● INSTRUCTIONS FOR THE TASK
Go through the entries one line at a time, and gather every line that has the word "brown".

● SUPPLIED RECORDS
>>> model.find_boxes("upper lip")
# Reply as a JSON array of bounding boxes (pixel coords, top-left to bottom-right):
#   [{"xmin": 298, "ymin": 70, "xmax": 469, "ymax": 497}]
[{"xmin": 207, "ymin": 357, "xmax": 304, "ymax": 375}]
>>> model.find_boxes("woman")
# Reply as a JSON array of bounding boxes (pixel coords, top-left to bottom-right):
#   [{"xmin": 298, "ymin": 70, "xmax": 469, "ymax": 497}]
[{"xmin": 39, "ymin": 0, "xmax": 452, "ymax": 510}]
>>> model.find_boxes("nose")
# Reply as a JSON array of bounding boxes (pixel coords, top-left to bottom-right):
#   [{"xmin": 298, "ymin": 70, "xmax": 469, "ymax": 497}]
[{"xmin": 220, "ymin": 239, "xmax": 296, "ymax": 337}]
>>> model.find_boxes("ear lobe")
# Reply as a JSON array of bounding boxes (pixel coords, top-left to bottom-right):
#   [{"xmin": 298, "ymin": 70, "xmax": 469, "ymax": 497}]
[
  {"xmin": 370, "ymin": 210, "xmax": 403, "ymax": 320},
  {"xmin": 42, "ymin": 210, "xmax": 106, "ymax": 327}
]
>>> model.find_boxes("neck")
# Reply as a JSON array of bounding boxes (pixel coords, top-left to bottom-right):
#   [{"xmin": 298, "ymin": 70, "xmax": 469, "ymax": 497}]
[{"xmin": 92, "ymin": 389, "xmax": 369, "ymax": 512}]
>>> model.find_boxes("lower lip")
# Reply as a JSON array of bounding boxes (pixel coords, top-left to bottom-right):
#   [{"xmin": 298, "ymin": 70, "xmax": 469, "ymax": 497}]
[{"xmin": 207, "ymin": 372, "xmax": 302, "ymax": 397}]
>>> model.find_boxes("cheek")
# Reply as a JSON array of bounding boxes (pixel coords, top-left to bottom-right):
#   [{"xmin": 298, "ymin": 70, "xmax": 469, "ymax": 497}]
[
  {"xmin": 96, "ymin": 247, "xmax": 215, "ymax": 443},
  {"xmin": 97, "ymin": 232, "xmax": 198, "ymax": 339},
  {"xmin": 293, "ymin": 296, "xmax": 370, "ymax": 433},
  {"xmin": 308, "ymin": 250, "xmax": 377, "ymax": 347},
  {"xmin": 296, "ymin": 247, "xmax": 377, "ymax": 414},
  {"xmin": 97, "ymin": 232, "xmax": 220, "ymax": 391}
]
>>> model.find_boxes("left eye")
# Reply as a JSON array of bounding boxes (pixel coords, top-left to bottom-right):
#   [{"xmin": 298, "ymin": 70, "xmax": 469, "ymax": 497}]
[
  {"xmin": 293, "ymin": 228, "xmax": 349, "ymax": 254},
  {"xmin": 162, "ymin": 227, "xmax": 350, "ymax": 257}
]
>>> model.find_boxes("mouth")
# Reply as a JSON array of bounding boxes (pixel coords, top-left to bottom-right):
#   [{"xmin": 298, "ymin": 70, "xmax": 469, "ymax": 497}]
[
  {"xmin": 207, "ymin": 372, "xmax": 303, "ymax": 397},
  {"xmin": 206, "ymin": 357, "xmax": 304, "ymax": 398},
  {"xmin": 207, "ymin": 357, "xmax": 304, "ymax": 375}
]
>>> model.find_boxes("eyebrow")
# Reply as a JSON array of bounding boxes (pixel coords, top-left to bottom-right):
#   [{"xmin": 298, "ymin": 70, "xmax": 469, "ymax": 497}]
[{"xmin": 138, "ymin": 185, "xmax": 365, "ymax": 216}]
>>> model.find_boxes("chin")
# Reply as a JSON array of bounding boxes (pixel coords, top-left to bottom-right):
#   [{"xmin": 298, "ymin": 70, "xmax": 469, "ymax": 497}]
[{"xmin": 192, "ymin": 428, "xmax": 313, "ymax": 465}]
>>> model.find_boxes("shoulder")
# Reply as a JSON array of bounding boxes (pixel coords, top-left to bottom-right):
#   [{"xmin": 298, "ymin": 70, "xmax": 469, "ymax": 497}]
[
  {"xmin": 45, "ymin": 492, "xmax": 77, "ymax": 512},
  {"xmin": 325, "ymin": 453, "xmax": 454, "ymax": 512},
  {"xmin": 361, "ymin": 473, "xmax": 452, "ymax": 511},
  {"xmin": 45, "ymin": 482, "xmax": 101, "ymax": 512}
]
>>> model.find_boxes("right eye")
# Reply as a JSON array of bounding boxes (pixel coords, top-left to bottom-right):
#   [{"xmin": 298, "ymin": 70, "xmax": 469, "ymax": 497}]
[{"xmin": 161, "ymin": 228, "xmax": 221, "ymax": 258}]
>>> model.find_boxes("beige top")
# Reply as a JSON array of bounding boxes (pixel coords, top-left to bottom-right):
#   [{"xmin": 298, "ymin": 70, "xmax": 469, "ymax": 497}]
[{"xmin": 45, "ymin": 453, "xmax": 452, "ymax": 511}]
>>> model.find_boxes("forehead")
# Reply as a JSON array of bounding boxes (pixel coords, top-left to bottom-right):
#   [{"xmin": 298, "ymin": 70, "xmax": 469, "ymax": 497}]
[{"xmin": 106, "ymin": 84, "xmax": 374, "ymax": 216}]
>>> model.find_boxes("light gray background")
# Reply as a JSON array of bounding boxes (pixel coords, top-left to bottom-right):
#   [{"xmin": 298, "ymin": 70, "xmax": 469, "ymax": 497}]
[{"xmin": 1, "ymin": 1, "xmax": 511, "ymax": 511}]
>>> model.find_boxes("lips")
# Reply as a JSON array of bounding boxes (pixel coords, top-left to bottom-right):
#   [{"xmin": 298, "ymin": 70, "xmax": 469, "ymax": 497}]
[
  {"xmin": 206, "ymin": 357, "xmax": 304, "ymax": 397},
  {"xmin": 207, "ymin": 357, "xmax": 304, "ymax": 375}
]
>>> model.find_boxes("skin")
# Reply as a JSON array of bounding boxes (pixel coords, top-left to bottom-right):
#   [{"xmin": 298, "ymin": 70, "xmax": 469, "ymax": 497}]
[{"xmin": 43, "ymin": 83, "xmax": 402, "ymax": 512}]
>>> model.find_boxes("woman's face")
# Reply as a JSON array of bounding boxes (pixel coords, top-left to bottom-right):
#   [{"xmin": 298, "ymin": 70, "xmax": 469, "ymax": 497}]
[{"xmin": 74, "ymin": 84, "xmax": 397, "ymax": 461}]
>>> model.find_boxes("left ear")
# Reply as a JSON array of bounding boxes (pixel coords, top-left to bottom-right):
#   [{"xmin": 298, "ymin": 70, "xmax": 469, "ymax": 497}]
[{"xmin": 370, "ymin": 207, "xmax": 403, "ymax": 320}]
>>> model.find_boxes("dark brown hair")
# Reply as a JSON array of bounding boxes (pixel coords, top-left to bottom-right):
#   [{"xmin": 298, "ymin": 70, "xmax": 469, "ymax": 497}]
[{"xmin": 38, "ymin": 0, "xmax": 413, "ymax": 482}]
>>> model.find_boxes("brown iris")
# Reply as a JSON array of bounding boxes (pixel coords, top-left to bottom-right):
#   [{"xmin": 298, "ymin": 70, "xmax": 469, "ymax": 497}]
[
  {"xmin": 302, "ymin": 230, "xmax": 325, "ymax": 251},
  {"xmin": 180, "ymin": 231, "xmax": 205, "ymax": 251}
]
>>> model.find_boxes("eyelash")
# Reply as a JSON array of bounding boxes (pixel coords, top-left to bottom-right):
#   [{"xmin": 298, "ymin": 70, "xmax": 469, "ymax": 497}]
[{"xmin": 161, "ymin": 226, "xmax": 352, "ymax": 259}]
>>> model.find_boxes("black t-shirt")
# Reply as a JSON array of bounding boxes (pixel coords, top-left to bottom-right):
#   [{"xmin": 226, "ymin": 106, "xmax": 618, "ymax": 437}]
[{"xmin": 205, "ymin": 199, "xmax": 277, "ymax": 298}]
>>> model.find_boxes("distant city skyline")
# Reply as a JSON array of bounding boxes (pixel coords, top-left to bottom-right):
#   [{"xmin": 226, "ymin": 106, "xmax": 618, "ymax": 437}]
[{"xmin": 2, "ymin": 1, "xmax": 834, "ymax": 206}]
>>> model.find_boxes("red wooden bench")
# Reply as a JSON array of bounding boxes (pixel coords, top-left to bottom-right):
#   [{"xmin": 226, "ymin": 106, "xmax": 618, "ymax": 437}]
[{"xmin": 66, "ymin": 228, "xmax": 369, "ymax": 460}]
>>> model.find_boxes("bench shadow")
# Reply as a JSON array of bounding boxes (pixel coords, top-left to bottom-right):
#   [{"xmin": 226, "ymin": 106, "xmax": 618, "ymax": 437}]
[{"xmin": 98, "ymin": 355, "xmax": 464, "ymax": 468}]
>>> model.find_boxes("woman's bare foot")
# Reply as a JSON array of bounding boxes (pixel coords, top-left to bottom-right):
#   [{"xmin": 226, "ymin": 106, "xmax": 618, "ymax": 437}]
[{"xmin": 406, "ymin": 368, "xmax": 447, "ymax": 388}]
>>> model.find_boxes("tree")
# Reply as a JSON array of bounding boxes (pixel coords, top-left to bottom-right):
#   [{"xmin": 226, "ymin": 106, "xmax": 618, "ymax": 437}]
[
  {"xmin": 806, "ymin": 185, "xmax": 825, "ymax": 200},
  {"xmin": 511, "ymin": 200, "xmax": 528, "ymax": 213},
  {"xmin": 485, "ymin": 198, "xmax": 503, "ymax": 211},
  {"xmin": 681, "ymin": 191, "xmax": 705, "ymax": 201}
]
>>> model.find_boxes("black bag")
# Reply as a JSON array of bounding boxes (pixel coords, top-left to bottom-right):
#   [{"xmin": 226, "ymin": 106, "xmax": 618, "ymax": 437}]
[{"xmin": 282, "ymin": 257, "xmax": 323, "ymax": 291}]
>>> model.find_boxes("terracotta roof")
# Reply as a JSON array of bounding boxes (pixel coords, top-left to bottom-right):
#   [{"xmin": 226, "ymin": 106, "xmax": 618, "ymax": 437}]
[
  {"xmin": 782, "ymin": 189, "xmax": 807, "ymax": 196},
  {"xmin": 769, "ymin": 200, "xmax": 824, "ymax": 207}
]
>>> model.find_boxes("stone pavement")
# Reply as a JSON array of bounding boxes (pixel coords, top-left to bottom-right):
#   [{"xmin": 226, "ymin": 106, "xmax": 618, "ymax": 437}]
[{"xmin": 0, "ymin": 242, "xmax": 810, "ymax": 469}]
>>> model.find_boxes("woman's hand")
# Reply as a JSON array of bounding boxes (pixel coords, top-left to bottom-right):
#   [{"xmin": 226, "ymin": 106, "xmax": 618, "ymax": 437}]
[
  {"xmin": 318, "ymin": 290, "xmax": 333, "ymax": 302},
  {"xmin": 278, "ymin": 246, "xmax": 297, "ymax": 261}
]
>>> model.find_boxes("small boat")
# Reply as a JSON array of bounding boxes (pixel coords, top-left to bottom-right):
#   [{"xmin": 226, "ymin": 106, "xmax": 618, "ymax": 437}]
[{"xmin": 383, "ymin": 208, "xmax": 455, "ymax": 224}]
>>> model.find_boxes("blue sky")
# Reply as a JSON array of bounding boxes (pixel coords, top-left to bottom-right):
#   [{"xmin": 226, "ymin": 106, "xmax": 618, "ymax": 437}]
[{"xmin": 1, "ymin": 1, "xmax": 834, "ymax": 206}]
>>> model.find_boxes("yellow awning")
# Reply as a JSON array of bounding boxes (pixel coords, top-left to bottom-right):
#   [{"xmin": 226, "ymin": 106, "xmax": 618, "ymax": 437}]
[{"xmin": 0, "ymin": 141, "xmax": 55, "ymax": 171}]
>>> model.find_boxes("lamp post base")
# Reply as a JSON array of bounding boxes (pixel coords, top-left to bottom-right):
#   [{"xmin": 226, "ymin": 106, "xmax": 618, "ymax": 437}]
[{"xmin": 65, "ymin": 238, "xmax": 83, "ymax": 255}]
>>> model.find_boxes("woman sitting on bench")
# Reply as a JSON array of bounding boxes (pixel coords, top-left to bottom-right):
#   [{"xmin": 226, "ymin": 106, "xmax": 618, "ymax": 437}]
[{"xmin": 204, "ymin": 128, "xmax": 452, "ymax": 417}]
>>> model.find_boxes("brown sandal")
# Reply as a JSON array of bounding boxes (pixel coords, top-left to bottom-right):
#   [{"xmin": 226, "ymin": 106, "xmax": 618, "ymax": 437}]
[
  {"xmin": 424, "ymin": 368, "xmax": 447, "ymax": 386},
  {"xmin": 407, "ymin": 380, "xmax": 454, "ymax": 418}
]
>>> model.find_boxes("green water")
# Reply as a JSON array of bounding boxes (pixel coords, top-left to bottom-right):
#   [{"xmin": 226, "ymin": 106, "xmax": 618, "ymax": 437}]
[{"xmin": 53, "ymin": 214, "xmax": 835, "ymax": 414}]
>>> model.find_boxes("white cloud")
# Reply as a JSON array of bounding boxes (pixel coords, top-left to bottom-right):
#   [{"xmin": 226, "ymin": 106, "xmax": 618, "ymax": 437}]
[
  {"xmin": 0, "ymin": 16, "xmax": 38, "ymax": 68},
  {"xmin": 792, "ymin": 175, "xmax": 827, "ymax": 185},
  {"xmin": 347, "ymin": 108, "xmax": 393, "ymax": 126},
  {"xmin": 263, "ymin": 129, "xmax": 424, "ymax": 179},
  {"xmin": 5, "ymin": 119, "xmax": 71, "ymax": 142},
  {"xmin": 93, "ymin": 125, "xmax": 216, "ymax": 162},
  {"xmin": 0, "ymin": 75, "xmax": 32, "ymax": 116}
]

● ANSWER TO THE PROBLEM
>>> model.find_boxes("dark brown hair")
>>> model.find_boxes("brown iris")
>>> model.find_boxes("brown sandal")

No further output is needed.